#### [Records shown]
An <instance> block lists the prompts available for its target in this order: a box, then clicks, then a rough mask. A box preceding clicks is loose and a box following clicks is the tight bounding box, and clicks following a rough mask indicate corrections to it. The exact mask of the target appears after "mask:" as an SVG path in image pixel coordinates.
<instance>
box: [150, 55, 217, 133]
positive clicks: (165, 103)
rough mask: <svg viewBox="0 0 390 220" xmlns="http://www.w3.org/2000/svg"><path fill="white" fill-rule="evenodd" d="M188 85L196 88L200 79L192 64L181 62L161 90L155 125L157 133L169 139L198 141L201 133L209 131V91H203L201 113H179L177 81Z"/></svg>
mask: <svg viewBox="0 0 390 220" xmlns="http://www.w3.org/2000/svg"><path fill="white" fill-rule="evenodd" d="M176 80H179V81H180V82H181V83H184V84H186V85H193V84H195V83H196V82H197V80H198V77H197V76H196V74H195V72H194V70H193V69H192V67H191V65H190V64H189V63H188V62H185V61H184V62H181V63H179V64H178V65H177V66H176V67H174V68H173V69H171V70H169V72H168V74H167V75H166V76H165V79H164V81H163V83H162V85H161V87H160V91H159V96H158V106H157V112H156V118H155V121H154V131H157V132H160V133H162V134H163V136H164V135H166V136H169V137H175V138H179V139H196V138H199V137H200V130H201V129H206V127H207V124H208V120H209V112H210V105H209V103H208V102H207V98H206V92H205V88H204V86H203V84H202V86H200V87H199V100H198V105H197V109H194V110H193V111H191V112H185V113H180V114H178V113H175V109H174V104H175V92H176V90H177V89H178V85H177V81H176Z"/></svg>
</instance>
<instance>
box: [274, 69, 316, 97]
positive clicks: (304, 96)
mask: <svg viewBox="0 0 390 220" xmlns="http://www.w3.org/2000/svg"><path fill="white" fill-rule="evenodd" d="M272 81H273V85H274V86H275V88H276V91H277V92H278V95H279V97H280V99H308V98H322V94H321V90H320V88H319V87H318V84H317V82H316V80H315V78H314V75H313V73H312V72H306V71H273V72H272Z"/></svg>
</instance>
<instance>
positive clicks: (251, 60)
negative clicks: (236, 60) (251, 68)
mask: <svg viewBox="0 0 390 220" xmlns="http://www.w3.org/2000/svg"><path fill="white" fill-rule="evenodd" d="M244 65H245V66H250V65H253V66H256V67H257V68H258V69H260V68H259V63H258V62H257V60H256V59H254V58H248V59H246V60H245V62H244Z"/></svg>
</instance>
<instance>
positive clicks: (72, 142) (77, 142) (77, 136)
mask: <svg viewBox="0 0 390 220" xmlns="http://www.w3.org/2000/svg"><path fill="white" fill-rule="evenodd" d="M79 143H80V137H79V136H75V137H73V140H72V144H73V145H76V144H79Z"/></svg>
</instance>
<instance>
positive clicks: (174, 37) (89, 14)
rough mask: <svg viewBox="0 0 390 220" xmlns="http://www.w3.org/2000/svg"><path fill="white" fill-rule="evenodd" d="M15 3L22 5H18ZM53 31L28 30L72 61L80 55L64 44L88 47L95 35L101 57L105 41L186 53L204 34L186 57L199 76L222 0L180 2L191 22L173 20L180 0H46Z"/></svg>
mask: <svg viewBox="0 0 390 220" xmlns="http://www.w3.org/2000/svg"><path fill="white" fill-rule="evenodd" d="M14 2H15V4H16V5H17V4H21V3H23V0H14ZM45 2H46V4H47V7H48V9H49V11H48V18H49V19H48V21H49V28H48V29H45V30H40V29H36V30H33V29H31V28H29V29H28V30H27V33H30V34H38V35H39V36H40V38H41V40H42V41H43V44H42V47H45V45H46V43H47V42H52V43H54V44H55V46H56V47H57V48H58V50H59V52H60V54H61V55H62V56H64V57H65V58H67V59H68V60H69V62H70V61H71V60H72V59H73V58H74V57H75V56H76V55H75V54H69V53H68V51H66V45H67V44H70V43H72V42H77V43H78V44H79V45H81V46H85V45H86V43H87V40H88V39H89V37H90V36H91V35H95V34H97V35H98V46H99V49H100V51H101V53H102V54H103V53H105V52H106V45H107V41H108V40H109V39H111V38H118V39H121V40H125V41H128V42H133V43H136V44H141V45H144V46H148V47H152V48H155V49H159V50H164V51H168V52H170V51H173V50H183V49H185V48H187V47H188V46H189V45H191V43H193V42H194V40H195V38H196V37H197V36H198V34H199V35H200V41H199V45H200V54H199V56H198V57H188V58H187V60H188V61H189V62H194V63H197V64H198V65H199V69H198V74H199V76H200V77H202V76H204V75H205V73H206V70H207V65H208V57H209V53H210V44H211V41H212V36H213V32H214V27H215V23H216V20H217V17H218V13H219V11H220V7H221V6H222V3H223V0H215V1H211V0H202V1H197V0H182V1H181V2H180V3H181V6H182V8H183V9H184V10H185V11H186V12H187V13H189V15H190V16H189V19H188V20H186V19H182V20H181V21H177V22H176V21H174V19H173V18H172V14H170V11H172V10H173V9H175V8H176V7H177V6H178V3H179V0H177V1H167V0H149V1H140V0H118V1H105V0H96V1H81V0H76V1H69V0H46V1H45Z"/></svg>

#### [How to complete this task]
Lay out the listing above as a Markdown table with two columns, No. and Text. Give each line its own numbered row and leave out blank lines.

#### [Answer to this problem]
| No. | Text |
|---|---|
| 1 | An <instance> block lists the prompts available for its target in this order: a box, then clicks, then a rough mask. A box preceding clicks is loose and a box following clicks is the tight bounding box, and clicks following a rough mask indicate corrections to it. The exact mask of the target appears after "mask:" as an SVG path in image pixel coordinates. |
| 2 | <instance> |
| 3 | box: [150, 55, 217, 133] |
| 4 | positive clicks: (165, 103) |
| 5 | rough mask: <svg viewBox="0 0 390 220" xmlns="http://www.w3.org/2000/svg"><path fill="white" fill-rule="evenodd" d="M188 85L196 88L200 79L192 64L181 62L161 90L155 125L157 133L169 139L198 141L201 133L209 131V91H203L201 113H179L177 81Z"/></svg> |
| 6 | mask: <svg viewBox="0 0 390 220" xmlns="http://www.w3.org/2000/svg"><path fill="white" fill-rule="evenodd" d="M176 80H179V81H180V82H181V83H184V84H186V85H193V84H195V83H196V82H197V80H198V77H197V76H196V74H195V72H194V70H193V69H192V67H191V65H190V64H189V63H188V62H185V61H184V62H181V63H179V64H178V65H177V66H176V67H174V68H173V69H171V70H169V72H168V74H167V75H166V76H165V79H164V81H163V83H162V85H161V87H160V91H159V96H158V106H157V112H156V118H155V121H154V131H157V132H160V133H162V134H163V136H164V135H166V136H169V137H175V138H179V139H196V138H199V137H200V130H201V129H206V127H207V124H208V120H209V112H210V105H209V103H208V102H207V98H206V92H205V88H204V86H203V84H202V86H200V87H199V100H198V105H197V109H194V110H193V111H191V112H185V113H180V114H178V113H175V109H174V104H175V92H176V90H177V89H178V85H177V81H176Z"/></svg> |
| 7 | </instance> |
| 8 | <instance> |
| 9 | box: [274, 69, 316, 97] |
| 10 | positive clicks: (304, 96) |
| 11 | mask: <svg viewBox="0 0 390 220" xmlns="http://www.w3.org/2000/svg"><path fill="white" fill-rule="evenodd" d="M272 81H273V85H274V86H275V88H276V91H277V92H278V95H279V97H280V99H308V98H322V94H321V90H320V88H319V87H318V84H317V82H316V80H315V78H314V75H313V73H312V72H306V71H273V72H272Z"/></svg> |
| 12 | </instance> |
| 13 | <instance> |
| 14 | positive clicks: (251, 60) |
| 15 | negative clicks: (236, 60) (251, 68) |
| 16 | mask: <svg viewBox="0 0 390 220" xmlns="http://www.w3.org/2000/svg"><path fill="white" fill-rule="evenodd" d="M244 65H245V66H250V65H253V66H256V67H257V68H258V69H260V68H259V63H258V62H257V60H256V59H254V58H248V59H246V60H245V62H244Z"/></svg> |
| 17 | </instance> |
| 18 | <instance> |
| 19 | positive clicks: (72, 142) (77, 142) (77, 136) |
| 20 | mask: <svg viewBox="0 0 390 220" xmlns="http://www.w3.org/2000/svg"><path fill="white" fill-rule="evenodd" d="M79 143H80V137H79V136H75V137H73V140H72V144H73V145H76V144H79Z"/></svg> |
| 21 | </instance> |
| 22 | <instance> |
| 23 | positive clicks: (174, 37) (89, 14) |
| 24 | rough mask: <svg viewBox="0 0 390 220" xmlns="http://www.w3.org/2000/svg"><path fill="white" fill-rule="evenodd" d="M15 3L22 5H18ZM53 31L28 30L72 61L80 55L64 44L88 47L95 35L101 57L105 41L186 53L204 34L186 57L199 76L222 0L180 2L191 22L173 20L180 0H46Z"/></svg> |
| 25 | mask: <svg viewBox="0 0 390 220" xmlns="http://www.w3.org/2000/svg"><path fill="white" fill-rule="evenodd" d="M14 2H15V4H16V5H17V4H21V3H23V0H14ZM45 2H46V4H47V7H48V9H49V11H48V18H49V19H48V21H49V28H48V29H45V30H40V29H36V30H33V29H31V28H29V29H28V30H27V33H30V34H38V35H39V36H40V38H41V40H42V41H43V44H42V47H45V45H46V43H47V42H52V43H54V44H55V46H56V47H57V48H58V50H59V52H60V54H61V55H62V56H64V57H65V58H67V59H68V60H69V62H70V61H71V60H72V59H73V58H74V57H75V56H76V55H75V54H69V53H68V51H66V45H67V44H70V43H72V42H77V43H78V44H79V45H81V46H85V45H86V43H87V40H88V39H89V37H90V36H91V35H95V34H97V35H98V46H99V49H100V51H101V53H102V54H103V53H105V52H106V45H107V41H108V40H109V39H111V38H118V39H121V40H125V41H128V42H133V43H136V44H141V45H144V46H148V47H152V48H155V49H159V50H164V51H168V52H170V51H173V50H183V49H185V48H187V47H188V46H189V45H191V43H193V42H194V40H195V38H196V37H197V36H198V34H199V35H200V41H199V45H200V54H199V56H198V57H188V58H187V60H188V61H189V62H194V63H197V64H198V65H199V69H198V74H199V76H200V77H202V76H204V75H205V73H206V70H207V65H208V57H209V53H210V44H211V41H212V36H213V32H214V27H215V23H216V20H217V17H218V13H219V11H220V7H221V6H222V3H223V0H215V1H211V0H202V1H197V0H182V1H181V2H180V3H181V6H182V8H183V9H184V10H185V11H186V12H187V13H189V15H190V16H189V19H188V20H186V19H182V20H181V21H177V22H176V21H174V19H173V18H172V14H170V11H172V10H173V9H175V8H176V7H177V6H178V3H179V0H177V1H167V0H149V1H140V0H118V1H105V0H96V1H81V0H76V1H69V0H46V1H45Z"/></svg> |